-- Work required --
Every line below that includes "strap" counts toward the total. Report that total alone.

[Referring expression data]

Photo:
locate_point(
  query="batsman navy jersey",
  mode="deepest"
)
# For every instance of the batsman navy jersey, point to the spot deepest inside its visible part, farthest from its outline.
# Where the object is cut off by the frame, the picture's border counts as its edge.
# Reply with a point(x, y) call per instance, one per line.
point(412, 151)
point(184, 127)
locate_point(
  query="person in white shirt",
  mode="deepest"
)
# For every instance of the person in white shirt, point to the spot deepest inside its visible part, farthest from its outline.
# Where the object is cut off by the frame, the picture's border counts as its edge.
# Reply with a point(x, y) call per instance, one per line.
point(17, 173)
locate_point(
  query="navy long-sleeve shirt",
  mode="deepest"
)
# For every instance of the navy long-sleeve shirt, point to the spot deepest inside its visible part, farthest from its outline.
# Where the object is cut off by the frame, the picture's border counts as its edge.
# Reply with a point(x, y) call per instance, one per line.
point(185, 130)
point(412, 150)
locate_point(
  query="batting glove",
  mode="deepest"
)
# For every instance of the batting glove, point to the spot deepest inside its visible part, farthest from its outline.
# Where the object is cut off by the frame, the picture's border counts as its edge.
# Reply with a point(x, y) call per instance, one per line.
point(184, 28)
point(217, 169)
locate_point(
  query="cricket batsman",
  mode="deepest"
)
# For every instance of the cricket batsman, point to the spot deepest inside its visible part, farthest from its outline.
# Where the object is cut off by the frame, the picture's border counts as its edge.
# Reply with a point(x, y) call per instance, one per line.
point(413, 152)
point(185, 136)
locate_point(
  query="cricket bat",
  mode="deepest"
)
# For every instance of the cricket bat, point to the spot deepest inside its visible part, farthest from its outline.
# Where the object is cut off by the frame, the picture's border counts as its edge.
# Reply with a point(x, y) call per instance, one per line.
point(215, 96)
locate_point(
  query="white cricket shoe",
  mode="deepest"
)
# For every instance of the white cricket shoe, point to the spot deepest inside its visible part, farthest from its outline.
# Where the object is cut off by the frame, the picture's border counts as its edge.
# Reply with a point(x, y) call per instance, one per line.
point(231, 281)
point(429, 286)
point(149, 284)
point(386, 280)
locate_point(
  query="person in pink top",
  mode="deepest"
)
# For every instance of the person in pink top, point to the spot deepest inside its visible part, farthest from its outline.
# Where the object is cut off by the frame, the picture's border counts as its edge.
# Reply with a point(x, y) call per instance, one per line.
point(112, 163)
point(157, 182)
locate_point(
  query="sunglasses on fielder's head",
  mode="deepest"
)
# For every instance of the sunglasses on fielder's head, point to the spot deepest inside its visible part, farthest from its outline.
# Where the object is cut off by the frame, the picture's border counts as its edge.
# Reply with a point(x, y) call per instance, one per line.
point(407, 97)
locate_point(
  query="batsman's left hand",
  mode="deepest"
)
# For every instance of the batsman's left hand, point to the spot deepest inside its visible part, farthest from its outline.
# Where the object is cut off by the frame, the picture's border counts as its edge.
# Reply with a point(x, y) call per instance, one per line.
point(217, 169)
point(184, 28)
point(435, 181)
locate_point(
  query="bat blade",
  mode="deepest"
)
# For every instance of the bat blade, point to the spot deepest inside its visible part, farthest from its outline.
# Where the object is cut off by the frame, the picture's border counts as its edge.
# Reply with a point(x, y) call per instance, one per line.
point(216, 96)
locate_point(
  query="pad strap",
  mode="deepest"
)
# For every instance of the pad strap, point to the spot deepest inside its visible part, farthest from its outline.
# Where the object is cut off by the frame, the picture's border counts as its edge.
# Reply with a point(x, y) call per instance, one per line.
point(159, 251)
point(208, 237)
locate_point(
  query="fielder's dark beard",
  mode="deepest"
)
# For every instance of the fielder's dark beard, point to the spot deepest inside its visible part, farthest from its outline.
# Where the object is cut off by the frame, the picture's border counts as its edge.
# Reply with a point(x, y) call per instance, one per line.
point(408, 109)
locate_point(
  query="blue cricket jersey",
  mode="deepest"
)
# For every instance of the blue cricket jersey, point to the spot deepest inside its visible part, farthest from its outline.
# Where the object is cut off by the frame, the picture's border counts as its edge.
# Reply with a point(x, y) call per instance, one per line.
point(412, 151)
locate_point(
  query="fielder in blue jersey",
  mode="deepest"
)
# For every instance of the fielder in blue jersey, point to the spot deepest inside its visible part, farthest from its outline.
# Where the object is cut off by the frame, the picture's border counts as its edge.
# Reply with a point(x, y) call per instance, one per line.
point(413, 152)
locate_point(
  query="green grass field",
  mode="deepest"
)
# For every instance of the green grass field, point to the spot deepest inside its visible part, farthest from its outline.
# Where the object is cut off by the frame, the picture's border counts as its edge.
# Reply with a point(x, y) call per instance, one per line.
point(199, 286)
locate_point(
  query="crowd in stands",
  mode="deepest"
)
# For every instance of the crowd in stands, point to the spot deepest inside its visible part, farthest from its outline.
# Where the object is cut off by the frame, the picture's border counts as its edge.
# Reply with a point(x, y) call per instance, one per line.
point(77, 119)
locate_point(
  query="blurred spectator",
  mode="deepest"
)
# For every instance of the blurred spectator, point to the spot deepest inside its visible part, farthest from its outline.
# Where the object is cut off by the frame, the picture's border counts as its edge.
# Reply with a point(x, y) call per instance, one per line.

-- Solution for this problem --
2